Extrait du texte
◇ ◇ ◇ ◇

Henri Stephany, atelier Ruhlmann, Cornille frères, lé du tissu no 214756, 1925. Présenté dans la chambre à coucher et le grand salon de l’Hôtel du collectionneur à l’Exposition internationale de Paris. Damas de soie et de soie artificielle, 207 x 131 cm. Paris, musée des Arts décoratifs.

Henri Stephany, atelier Ruhlmann, Cornille frères, lé du tissu no 214756, 1925. Présenté dans la chambre à coucher et le grand salon de l’Hôtel du collectionneur à l’Exposition internationale de Paris. Damas de soie et de soie artificielle, 207 x 131 cm. Paris, musée des Arts décoratifs. © Les Arts décoratifs, Paris – J. Tholance / akg-images

Ces motivations sont tout à fait semblables à celles qui aboutiront à l’organisation de l’Exposition de 1925… 

B. G. : Il existe en effet une communauté d’esprit et de mission très forte entre l’UCAD et le projet d’exposition de 1925, dont l’un des principaux objectifs est de promouvoir les savoir-faire français. Depuis sa fondation, l’Union centrale propose dans cette optique un musée et une bibliothèque de modèles à destination des producteurs ; elle organise des concours pour renforcer l’émulation entre les créateurs et elle s’attache à former le goût du public par le biais d’expositions à la fois rétrospectives et contemporaines. Ce rapport intime entre passé et création contemporaine, cet accent mis sur les savoir-faire, les objets et les pratiques du quotidien distinguent aujourd’hui le MAD autant d’un musée des Beaux-Arts que d’un musée d’Arts et Traditions populaires.

◇ ◇ ◇ ◇

(Lignes d'un jeu de données sur l'emplacement d'objets)
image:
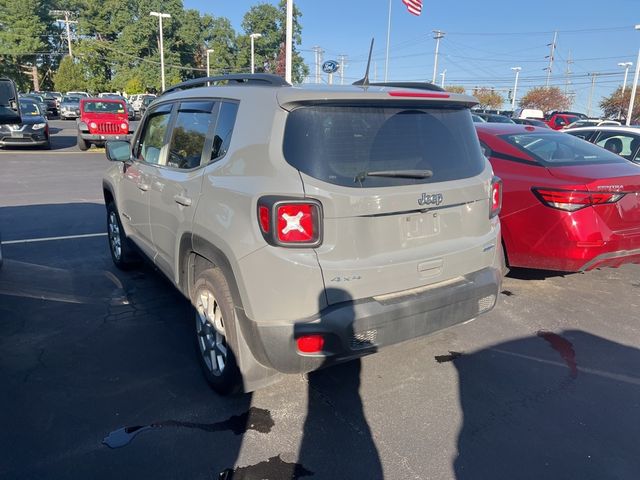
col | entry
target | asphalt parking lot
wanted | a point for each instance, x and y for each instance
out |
(544, 386)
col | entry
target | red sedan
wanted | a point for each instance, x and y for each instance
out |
(568, 205)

◇ ◇ ◇ ◇

Tâches à réaliser
- 1) Recopiez le passage de l'extrait sur l'Exposition de 1925 qui va de « B. G. : Il existe » jusqu'à « et Traditions populaires. » inclus.
- 2) Transformez l'ensemble des entrées ci-dessus en une liste numérotée, sans les lignes vides ni les images.

Résultats attendus
- 1)
B. G. : Il existe en effet une communauté d’esprit et de mission très forte entre l’UCAD et le projet d’exposition de 1925, dont l’un des principaux objectifs est de promouvoir les savoir-faire français. Depuis sa fondation, l’Union centrale propose dans cette optique un musée et une bibliothèque de modèles à destination des producteurs ; elle organise des concours pour renforcer l’émulation entre les créateurs et elle s’attache à former le goût du public par le biais d’expositions à la fois rétrospectives et contemporaines. Ce rapport intime entre passé et création contemporaine, cet accent mis sur les savoir-faire, les objets et les pratiques du quotidien distinguent aujourd’hui le MAD autant d’un musée des Beaux-Arts que d’un musée d’Arts et Traditions populaires.

- 2)
1. image:
2. col | entry
3. target | asphalt parking lot
4. wanted | a point for each instance, x and y for each instance
5. out |
6. (544, 386)
7. col | entry
8. target | red sedan
9. wanted | a point for each instance, x and y for each instance
10. out |
11. (568, 205)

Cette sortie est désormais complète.